--- Stated exercise ---
Retype each of the following entries line for line, keeping every character unchanged.

Box-labeled dataset entries
════════════════
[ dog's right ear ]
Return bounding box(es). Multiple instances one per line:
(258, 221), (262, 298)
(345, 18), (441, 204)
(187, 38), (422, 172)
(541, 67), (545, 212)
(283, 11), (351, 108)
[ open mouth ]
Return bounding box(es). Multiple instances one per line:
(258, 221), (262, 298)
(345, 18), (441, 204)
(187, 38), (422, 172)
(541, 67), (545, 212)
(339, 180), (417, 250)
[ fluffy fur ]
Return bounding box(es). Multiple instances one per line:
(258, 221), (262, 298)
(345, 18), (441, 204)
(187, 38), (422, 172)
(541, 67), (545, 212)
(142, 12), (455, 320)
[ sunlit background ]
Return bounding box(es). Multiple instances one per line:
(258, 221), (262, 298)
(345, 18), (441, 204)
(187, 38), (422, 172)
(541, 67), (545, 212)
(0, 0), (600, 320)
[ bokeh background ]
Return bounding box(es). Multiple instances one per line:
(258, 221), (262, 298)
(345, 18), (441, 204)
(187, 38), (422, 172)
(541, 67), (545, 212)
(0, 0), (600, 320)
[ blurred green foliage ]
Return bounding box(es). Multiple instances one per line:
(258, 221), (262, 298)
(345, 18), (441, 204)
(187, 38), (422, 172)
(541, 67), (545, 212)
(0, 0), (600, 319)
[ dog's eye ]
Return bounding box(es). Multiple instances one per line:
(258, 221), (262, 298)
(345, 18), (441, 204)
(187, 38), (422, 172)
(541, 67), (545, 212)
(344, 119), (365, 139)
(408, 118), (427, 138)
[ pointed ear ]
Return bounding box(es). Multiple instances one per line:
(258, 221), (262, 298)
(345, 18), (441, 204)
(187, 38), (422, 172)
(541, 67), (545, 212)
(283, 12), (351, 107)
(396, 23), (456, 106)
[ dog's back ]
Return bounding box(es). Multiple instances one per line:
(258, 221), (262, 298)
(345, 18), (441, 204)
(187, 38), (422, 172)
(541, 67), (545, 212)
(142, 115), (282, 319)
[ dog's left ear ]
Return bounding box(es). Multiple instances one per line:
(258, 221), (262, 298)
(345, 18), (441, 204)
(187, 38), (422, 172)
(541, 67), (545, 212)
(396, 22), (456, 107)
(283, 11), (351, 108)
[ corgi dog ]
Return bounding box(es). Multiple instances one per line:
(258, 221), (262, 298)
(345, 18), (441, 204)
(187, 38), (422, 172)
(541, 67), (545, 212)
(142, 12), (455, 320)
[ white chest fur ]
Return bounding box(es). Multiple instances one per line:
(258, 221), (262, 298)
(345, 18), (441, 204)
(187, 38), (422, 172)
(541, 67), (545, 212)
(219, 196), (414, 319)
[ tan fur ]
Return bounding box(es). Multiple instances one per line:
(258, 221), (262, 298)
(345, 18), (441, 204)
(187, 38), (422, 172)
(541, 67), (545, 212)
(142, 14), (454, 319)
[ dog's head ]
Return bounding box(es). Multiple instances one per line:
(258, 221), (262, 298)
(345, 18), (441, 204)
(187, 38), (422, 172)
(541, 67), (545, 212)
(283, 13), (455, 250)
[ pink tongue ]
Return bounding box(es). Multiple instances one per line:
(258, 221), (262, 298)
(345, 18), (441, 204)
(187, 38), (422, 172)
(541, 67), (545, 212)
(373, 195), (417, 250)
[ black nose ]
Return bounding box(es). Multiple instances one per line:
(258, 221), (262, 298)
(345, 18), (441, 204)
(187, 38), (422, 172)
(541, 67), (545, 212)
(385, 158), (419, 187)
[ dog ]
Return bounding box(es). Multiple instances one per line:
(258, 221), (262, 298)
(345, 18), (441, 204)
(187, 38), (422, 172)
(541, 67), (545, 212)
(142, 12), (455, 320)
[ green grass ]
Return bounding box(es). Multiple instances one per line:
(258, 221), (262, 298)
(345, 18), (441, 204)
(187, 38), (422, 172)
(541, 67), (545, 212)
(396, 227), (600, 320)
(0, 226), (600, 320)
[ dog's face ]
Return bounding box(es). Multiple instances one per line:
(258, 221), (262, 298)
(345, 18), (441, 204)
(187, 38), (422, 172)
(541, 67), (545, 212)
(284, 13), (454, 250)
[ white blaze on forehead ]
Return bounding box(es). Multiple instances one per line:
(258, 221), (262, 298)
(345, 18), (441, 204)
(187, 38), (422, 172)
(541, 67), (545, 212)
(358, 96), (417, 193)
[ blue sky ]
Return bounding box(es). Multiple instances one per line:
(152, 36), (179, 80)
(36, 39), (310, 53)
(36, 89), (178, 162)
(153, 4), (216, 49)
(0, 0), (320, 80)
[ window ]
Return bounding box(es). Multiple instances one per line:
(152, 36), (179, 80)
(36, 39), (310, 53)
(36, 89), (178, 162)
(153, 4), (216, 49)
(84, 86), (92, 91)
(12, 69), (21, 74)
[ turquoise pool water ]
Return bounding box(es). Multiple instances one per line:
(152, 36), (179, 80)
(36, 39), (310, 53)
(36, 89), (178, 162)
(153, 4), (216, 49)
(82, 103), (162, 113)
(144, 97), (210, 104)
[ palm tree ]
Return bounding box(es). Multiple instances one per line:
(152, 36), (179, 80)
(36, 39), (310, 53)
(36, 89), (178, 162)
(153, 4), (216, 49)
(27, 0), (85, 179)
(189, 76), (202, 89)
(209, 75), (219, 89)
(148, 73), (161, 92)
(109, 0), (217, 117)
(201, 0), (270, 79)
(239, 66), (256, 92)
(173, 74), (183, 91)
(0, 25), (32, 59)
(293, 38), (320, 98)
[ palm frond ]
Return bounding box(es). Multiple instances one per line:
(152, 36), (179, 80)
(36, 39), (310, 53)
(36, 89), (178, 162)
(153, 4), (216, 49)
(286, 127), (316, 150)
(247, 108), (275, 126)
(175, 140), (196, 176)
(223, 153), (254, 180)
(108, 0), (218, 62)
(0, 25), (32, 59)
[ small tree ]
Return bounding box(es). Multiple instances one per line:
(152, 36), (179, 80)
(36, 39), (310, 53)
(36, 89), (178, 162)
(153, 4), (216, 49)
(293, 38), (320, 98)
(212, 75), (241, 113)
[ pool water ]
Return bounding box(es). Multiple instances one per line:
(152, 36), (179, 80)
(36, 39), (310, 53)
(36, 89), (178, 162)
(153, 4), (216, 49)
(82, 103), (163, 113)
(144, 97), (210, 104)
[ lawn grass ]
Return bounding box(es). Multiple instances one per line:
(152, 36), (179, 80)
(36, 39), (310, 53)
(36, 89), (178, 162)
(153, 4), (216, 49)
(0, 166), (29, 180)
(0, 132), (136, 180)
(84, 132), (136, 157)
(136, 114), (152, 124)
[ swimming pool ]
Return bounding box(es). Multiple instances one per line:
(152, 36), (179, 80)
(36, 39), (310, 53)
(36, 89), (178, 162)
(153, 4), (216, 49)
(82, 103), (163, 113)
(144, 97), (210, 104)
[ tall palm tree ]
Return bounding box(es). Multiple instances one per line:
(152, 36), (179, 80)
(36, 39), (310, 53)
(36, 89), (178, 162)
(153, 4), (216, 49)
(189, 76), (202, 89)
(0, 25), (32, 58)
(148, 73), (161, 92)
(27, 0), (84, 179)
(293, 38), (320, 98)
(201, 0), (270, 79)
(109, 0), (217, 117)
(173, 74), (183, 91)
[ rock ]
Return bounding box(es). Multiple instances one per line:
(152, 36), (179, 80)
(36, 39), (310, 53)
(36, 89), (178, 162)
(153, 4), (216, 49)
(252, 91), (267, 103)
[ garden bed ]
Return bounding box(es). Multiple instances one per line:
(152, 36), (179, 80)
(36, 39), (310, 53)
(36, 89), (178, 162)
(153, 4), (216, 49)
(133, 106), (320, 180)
════════════════
--- Response to the task ---
[ dog's right ear ]
Return bounding box(es). Multiple instances one per line:
(258, 221), (262, 298)
(345, 18), (441, 204)
(187, 38), (422, 172)
(541, 67), (545, 212)
(283, 11), (351, 108)
[ open mouth ]
Return bounding box(es). Multiple instances one per line:
(258, 221), (262, 298)
(345, 18), (441, 204)
(187, 38), (422, 172)
(541, 67), (545, 212)
(339, 180), (417, 250)
[ fluffy fur ]
Return bounding box(es). Multiple instances one per line:
(258, 221), (262, 298)
(345, 18), (441, 204)
(187, 38), (422, 172)
(541, 67), (545, 212)
(142, 12), (455, 320)
[ sunlit background ]
Return bounding box(es). Multiple instances one per line:
(258, 221), (262, 298)
(345, 18), (441, 204)
(187, 38), (422, 172)
(541, 67), (545, 212)
(0, 0), (600, 320)
[ bokeh background ]
Return bounding box(es). Multiple instances one per line:
(258, 221), (262, 298)
(345, 18), (441, 204)
(187, 38), (422, 172)
(541, 67), (545, 212)
(0, 0), (600, 320)
[ blurred green foliage ]
Return bounding box(es). Multiple instances one per line:
(258, 221), (262, 298)
(345, 18), (441, 204)
(187, 38), (422, 172)
(541, 67), (545, 212)
(0, 0), (600, 319)
[ dog's eye ]
Return bounding box(es). Multiple instances one per line:
(258, 221), (262, 298)
(345, 18), (441, 204)
(187, 38), (422, 172)
(541, 67), (545, 212)
(344, 119), (365, 139)
(408, 118), (427, 138)
[ pointed ear ]
Return bounding box(es). Multiple instances one per line:
(258, 221), (262, 298)
(345, 18), (441, 204)
(187, 38), (422, 172)
(541, 67), (545, 212)
(283, 12), (351, 107)
(396, 23), (456, 106)
[ dog's back ]
Return bounding box(es). Multiple instances one per line:
(258, 221), (262, 298)
(345, 18), (441, 204)
(187, 38), (422, 172)
(541, 67), (545, 212)
(142, 115), (282, 319)
[ dog's left ear ]
Return bounding box(es). Multiple instances one per line:
(258, 221), (262, 298)
(345, 18), (441, 204)
(187, 38), (422, 172)
(541, 67), (545, 212)
(396, 22), (456, 107)
(283, 11), (351, 108)
[ corgi dog ]
Return bounding box(es). Multiple instances one per line:
(258, 221), (262, 298)
(345, 18), (441, 204)
(187, 38), (422, 172)
(541, 67), (545, 212)
(142, 12), (455, 320)
[ white chest fur ]
Return bounding box(es). Multiple instances one per line:
(258, 221), (262, 298)
(345, 18), (441, 204)
(187, 38), (422, 172)
(541, 67), (545, 212)
(219, 196), (414, 319)
[ tan fur ]
Return bounding box(es). Multiple instances one per line:
(258, 221), (262, 298)
(345, 18), (441, 204)
(187, 38), (422, 172)
(541, 67), (545, 212)
(142, 14), (454, 319)
[ dog's head ]
Return bounding box(es). Multiple instances one per line:
(258, 221), (262, 298)
(345, 18), (441, 204)
(187, 38), (422, 172)
(541, 67), (545, 212)
(283, 13), (455, 250)
[ pink tongue ]
Return bounding box(es). Multiple instances one per line:
(258, 221), (262, 298)
(345, 18), (441, 204)
(187, 38), (422, 172)
(541, 67), (545, 212)
(373, 195), (417, 250)
[ black nose ]
Return bounding box(es). Multiple instances one per line:
(258, 221), (262, 298)
(345, 18), (441, 204)
(187, 38), (422, 172)
(541, 67), (545, 212)
(385, 158), (419, 187)
[ dog ]
Return bounding box(es). Multiple instances one per line:
(258, 221), (262, 298)
(345, 18), (441, 204)
(187, 38), (422, 172)
(541, 67), (545, 212)
(142, 12), (455, 320)
[ green grass ]
Return bounding box(es). Multiple instances one per line:
(258, 221), (262, 298)
(345, 18), (441, 204)
(187, 38), (422, 172)
(541, 67), (545, 212)
(396, 227), (600, 320)
(0, 226), (600, 320)
[ dog's face ]
Return bounding box(es). Multiple instances one per line:
(258, 221), (262, 298)
(345, 18), (441, 204)
(187, 38), (422, 172)
(541, 67), (545, 212)
(284, 13), (454, 250)
[ white blaze on forehead ]
Return bounding box(es). Multiple instances one per line:
(258, 221), (262, 298)
(345, 18), (441, 204)
(187, 38), (422, 172)
(541, 67), (545, 212)
(358, 96), (417, 193)
[ blue sky ]
Return bounding box(es). Multiple instances one per line:
(152, 36), (179, 80)
(36, 39), (310, 53)
(36, 89), (178, 162)
(153, 4), (216, 49)
(0, 0), (320, 80)
[ window ]
Return bounding box(es). Multiple instances one per line:
(152, 36), (179, 80)
(36, 39), (310, 53)
(36, 89), (178, 162)
(153, 4), (216, 49)
(84, 86), (92, 91)
(12, 69), (21, 74)
[ turquoise pool water ]
Return bounding box(es). Multiple instances one per line:
(152, 36), (179, 80)
(36, 39), (310, 53)
(36, 89), (178, 162)
(153, 4), (216, 49)
(82, 103), (162, 113)
(144, 97), (210, 104)
[ palm tree ]
Return bounding box(es). Multiple instances one per line:
(152, 36), (179, 80)
(36, 39), (310, 53)
(36, 89), (178, 162)
(153, 4), (216, 49)
(27, 0), (85, 179)
(189, 76), (202, 89)
(209, 75), (219, 89)
(148, 73), (161, 92)
(109, 0), (217, 117)
(201, 0), (270, 79)
(239, 66), (256, 92)
(173, 74), (183, 91)
(0, 25), (32, 59)
(293, 38), (320, 98)
[ palm frond ]
Return bounding box(es). Multiple instances one per line:
(152, 36), (179, 80)
(36, 39), (310, 53)
(36, 89), (178, 162)
(153, 4), (216, 49)
(286, 127), (316, 150)
(247, 108), (275, 126)
(175, 140), (196, 176)
(223, 153), (254, 180)
(108, 0), (218, 62)
(0, 25), (32, 59)
[ small tree ]
Return bounding box(es). Multiple instances one per line:
(152, 36), (179, 80)
(36, 39), (310, 53)
(36, 89), (178, 162)
(153, 4), (216, 49)
(293, 38), (320, 98)
(212, 75), (241, 113)
[ pool water ]
Return bounding box(es). Multiple instances one per line:
(152, 36), (179, 80)
(36, 39), (310, 53)
(36, 89), (178, 162)
(153, 4), (216, 49)
(82, 103), (163, 113)
(144, 97), (210, 104)
[ lawn grass ]
Return bounding box(es). Multiple instances one per line:
(152, 36), (179, 80)
(36, 39), (310, 53)
(36, 89), (178, 162)
(153, 4), (216, 49)
(0, 166), (29, 180)
(0, 132), (136, 180)
(84, 132), (136, 157)
(136, 114), (152, 124)
[ swimming pool ]
Return bounding box(es). Multiple instances one per line:
(152, 36), (179, 80)
(36, 39), (310, 53)
(36, 89), (178, 162)
(153, 4), (216, 49)
(82, 103), (163, 113)
(144, 97), (210, 104)
[ tall palm tree ]
Return bounding box(es). Multiple instances one per line:
(152, 36), (179, 80)
(36, 39), (310, 53)
(36, 89), (178, 162)
(153, 4), (216, 49)
(189, 76), (202, 89)
(0, 25), (32, 58)
(148, 73), (161, 92)
(27, 0), (84, 179)
(293, 38), (320, 98)
(201, 0), (270, 79)
(109, 0), (217, 117)
(173, 74), (183, 91)
[ rock ]
Return bounding box(es). Multiple instances one per line:
(152, 36), (179, 80)
(36, 39), (310, 53)
(36, 89), (178, 162)
(153, 4), (216, 49)
(252, 91), (267, 103)
[ garden bed ]
Return bounding box(es). Multiple instances one per line:
(152, 36), (179, 80)
(36, 39), (310, 53)
(36, 89), (178, 162)
(153, 4), (216, 49)
(133, 106), (320, 180)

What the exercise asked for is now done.